# Reinforcement Learning based on dp

## Reinforcement Learning 

There are two method to perform RL:  

1. Policy Iteration Learning  
2. Value Iteration Learning 

To perform RL, we must define:  

1. Environment  
2. ValueTable: maintains valuefunction form state space $S \in \mathbb R^2$ to real number space $\mathbb R$
3. Policies: Agent Policies.

## Environment 

### parameter

| math | code    | exampvalue | explanation |
| ---- | ----    | ----- | -------------------- |
| /    | `width`  | 4          | 矩阵宽度     |
| /    | `height` | 4          | 矩阵高度     |


### Set 

| math | code                | type  | explanation |
| ---- | ----               | ------ | ----------- |
| $\mathcal S$ | `env._state` | (a, b) | 状态集表示迷宫的某一位置        |
| $\mathcal A$ | `MatrixEnv._actions` | "up" "right" \.\.\. | 处于某状态下的可行动作 |

### Variable 

| math | code | explanation |
| ---- | ---- | ----------- |
| $s \in \mathcal S$  | `s` | state|
| $v \in \mathbb R$ | `v` | 价值 |
| $v_s \in \mathbb R$ | `v` | 某状态对应的价值 |
| $a \in \mathcal A$ | `act` | 可行动作 |

In [13]:
class Env:
    def __init__(self):
        self._states = set()
        self._state = None
        self._actions = []
        self._gamma = None
        
    @property
    def states(self):
        return self._states
    
    @property
    def state_space(self):
        return self._state_shape
    
    @property
    def actions(self):
        return self._actions
    
    @property
    def action_space(self):
        return len(self._actions)
    
    @property
    def gamma(self):
        return self._gamma
    
    def _world_init(self):
        raise NotImplementedError
        
    def reset(self):
        raise NotImplementedError
    
    def step(self, state, action):
        """Return distribution and next states"""
        raise NotImplementedError
        
    def set_state(self, state):
        self._state = state




In [14]:
class MatrixEnv(Env):
    def __init__(self, height=4, width=4):
        super().__init__()

## The task
Which two methods for performing RL do the reinforcement learning notes list?

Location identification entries
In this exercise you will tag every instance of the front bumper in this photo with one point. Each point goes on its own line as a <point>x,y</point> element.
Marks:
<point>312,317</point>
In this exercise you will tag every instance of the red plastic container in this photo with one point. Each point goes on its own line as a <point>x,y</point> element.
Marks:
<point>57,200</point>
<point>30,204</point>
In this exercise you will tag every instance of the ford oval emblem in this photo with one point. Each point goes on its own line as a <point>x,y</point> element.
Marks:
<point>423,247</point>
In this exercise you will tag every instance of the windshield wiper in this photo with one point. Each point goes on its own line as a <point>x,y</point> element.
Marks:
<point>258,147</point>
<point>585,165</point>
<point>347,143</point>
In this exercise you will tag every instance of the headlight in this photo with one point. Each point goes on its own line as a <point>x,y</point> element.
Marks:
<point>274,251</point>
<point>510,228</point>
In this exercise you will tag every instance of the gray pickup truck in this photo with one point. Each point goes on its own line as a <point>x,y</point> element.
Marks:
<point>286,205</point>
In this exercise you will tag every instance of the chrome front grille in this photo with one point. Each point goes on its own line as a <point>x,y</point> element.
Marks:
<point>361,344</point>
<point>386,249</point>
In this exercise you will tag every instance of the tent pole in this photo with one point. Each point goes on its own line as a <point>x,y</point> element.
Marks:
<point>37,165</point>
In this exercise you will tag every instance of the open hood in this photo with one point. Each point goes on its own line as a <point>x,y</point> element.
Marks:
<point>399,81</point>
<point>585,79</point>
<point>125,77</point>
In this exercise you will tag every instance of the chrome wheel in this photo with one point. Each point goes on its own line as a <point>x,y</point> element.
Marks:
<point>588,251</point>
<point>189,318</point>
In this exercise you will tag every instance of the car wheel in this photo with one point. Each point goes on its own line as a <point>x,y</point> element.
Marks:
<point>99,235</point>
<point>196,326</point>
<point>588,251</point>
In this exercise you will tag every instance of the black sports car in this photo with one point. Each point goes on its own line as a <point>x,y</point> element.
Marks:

## Exercise answer
Policy Iteration Learning and Value Iteration Learning.